◆ Polecenie 1
Wypisz dokładnie fragment artykułu o aferze w Słupsku, zaczynając od "PolitykaRobert Biedroń ma" i kończąc na "na ten temat.".
◆ Polecenie 2
Przeskaluj wpisy, zaczynając od pierwszego wiersza wpisów i kończąc na wierszu zawierającym "point(85, 50)" (oba włącznie), i podaj tylko te wiersze, wszystkie po kolei. Współrzędne punktów podanych jako odpowiedzi pomnóż przez 1,25 i zaokrąglij do liczb całkowitych, połówki w górę, a pozostałe wiersze przepisz bez zmian.

═══ Wybrany tekst ═══

PolitykaRobert Biedroń ma problemy. Chodzi o aferę pedofilską w Słupsku

Robert Biedroń ma problemy. Chodzi o aferę pedofilską w Słupsku

Lider Wiosny twierdzi, że jako prezydent Słupska szybko zareagował na informacje o pracowniku ośrodka kultury. Miał on molestować dziewczynki. Prokuratura twierdzi co innego. Jej zdaniem, nie otrzymała z urzędu miasta żadnego doniesienia na ten temat.

Robert Biedroń ma problemy. Chodzi o aferę pedofilską w Słupsku
Źródło zdjęć: © East News | Łukasz Szeląg

15.05.2019 | aktual.: 15.05.2019 07:23

Zalogowani mogą więcej

Możesz zapisać ten artykuł na później. Znajdziesz go potem na swoim koncie użytkownika

Chodzi o Pawła K., instruktora breakdance'u i pracownika Słupskiego Ośrodka Kultury. Miesiąc temu prokuratura oskarżyła mężczyznę o "doprowadzenie do obcowania płciowego" z trzema małoletnimi dziewczynkami oraz "do poddania się innym czynnościom seksualnym" z czwartym dzieckiem - informuje "Rzeczpospolita".

Politycy PO od kilku dni wypominają Biedroniowi aferę pedofilską w Słupsku, twierdząc, że zamiótł ją pod dywan. - Podjąłem bardzo ważne decyzje, które trzeba podjąć w takiej sytuacji. Natychmiast zawiesiłem tego faceta, natychmiast złożyłem doniesienie do prokuratury i przekazałem wszystkie informacje - powiedział lider Wiosny w poniedziałek w TVN24. Zaprzeczył, że jego zastępczyni, a obecnie prezydent Słupska Krystyna Danilecka-Wojewódzka, zignorowała ostrzeżenia o pedofilu.

═══ Wyciąg danych ═══

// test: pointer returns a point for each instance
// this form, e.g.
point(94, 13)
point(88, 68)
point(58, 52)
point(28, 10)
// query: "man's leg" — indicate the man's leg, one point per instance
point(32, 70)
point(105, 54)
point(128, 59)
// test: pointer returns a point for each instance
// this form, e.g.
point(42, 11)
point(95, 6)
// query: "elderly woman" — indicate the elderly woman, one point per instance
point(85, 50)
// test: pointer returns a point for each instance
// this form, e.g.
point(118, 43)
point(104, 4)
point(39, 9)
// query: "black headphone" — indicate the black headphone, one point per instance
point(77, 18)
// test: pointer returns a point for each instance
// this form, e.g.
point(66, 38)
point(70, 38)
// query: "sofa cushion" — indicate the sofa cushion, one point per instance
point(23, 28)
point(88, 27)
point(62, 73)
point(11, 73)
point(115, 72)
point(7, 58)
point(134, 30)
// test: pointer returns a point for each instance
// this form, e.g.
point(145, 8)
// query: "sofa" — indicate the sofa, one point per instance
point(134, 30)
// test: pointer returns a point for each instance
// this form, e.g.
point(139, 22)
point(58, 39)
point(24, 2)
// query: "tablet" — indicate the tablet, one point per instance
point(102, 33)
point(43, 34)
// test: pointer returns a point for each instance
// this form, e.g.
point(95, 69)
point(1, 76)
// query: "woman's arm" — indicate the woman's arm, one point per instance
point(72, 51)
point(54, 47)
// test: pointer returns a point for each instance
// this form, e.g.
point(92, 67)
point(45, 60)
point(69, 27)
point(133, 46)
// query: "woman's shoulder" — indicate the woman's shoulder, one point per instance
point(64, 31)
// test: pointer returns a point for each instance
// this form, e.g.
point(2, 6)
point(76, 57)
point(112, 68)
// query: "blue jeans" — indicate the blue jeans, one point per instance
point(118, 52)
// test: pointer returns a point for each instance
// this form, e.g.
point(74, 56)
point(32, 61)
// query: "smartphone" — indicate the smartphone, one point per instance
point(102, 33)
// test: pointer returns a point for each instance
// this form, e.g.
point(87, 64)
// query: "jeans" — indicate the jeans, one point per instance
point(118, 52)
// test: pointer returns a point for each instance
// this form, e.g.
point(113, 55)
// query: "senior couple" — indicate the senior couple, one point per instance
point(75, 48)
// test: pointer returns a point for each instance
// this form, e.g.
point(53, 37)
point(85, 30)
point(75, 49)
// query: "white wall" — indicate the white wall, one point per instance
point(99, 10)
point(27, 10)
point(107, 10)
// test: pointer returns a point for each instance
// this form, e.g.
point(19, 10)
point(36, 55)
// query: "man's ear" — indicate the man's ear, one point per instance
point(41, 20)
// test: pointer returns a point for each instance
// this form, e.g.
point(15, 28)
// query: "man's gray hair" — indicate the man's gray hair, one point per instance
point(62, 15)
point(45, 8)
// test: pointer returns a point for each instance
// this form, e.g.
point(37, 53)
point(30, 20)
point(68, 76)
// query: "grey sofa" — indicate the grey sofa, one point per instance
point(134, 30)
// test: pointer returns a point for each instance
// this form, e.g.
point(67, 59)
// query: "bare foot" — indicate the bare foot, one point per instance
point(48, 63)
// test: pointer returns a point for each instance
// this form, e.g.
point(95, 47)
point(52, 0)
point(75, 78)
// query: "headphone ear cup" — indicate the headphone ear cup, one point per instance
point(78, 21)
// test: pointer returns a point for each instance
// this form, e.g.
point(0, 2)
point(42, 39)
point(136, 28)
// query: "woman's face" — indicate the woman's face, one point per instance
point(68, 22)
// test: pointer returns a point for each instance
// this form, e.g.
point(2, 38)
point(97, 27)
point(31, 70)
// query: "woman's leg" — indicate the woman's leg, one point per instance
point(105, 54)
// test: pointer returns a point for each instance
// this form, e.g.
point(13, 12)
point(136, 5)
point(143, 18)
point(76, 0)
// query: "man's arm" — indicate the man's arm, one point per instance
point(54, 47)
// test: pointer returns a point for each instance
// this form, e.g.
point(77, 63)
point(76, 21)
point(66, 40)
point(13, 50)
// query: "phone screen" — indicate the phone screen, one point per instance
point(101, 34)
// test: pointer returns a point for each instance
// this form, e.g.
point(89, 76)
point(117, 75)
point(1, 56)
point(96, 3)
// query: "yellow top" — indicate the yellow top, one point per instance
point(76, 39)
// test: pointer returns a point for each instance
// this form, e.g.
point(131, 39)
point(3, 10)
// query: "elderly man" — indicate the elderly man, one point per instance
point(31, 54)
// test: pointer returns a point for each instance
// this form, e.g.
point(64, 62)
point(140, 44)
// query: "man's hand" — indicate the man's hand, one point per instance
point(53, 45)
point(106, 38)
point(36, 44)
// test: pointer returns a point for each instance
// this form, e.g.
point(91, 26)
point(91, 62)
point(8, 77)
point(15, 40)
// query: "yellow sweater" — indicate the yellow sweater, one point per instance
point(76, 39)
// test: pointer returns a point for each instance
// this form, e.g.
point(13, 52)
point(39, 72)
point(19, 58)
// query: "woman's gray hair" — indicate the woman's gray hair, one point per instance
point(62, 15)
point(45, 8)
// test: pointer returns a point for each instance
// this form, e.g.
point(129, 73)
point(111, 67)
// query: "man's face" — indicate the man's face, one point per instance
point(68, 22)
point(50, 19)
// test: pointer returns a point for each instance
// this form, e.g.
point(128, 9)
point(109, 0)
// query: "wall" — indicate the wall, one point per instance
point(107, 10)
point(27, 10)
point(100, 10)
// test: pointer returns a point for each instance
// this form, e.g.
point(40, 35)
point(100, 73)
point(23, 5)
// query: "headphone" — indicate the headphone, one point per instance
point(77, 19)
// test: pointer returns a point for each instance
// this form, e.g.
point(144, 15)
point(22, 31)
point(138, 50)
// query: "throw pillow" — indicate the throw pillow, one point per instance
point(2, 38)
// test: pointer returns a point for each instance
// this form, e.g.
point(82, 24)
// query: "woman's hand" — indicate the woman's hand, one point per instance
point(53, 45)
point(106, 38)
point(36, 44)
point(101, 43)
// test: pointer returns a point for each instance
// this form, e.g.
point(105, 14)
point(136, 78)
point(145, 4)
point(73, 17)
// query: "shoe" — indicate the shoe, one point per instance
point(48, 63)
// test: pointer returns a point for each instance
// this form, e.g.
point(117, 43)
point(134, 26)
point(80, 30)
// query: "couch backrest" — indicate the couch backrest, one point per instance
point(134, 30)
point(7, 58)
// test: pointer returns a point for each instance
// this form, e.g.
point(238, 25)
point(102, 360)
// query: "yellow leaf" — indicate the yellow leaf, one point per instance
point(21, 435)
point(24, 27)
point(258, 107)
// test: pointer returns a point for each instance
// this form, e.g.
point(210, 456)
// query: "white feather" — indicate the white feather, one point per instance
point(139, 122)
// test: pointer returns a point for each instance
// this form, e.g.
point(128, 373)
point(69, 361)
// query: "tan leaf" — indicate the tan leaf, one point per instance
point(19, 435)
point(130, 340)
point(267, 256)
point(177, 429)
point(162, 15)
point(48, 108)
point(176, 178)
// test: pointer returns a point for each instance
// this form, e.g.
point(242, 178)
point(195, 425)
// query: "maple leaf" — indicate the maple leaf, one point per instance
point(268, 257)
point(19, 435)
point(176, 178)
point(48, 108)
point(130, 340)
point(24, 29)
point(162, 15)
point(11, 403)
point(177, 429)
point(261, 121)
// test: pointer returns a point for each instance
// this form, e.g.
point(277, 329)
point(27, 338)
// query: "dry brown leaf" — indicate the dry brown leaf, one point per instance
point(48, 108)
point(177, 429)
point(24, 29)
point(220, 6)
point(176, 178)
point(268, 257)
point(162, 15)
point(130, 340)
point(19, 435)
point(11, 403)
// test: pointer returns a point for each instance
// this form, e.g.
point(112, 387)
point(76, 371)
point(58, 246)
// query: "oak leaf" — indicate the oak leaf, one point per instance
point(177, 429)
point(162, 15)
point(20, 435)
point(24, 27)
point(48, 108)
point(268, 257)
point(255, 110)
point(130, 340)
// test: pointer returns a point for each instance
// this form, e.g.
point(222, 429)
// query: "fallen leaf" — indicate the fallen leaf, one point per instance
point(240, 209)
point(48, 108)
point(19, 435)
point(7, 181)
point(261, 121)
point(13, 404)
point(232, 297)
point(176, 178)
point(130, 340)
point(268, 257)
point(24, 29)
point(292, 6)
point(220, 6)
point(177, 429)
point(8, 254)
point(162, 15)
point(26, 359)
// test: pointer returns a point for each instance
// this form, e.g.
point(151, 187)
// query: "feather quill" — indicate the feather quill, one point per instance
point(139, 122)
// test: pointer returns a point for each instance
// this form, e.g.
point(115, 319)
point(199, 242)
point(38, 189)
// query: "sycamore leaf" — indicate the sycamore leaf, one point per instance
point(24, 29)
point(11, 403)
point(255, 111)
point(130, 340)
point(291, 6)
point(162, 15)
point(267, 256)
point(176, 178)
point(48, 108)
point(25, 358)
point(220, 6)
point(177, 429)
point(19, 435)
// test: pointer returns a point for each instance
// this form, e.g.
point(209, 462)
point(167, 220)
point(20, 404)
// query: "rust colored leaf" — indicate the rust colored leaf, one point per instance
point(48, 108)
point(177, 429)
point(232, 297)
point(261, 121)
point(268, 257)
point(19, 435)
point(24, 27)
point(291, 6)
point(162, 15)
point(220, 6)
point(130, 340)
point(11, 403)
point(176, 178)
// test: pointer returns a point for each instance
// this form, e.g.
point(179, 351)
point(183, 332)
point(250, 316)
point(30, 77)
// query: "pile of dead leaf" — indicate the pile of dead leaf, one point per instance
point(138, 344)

═══

◆ Rozwiązanie 1
PolitykaRobert Biedroń ma problemy. Chodzi o aferę pedofilską w Słupsku

Robert Biedroń ma problemy. Chodzi o aferę pedofilską w Słupsku

Lider Wiosny twierdzi, że jako prezydent Słupska szybko zareagował na informacje o pracowniku ośrodka kultury. Miał on molestować dziewczynki. Prokuratura twierdzi co innego. Jej zdaniem, nie otrzymała z urzędu miasta żadnego doniesienia na ten temat.

◆ Rozwiązanie 2
// test: pointer returns a point for each instance
// this form, e.g.
point(94, 13)
point(88, 68)
point(58, 52)
point(28, 10)
// query: "man's leg" — indicate the man's leg, one point per instance
point(40, 88)
point(131, 68)
point(160, 74)
// test: pointer returns a point for each instance
// this form, e.g.
point(42, 11)
point(95, 6)
// query: "elderly woman" — indicate the elderly woman, one point per instance
point(106, 63)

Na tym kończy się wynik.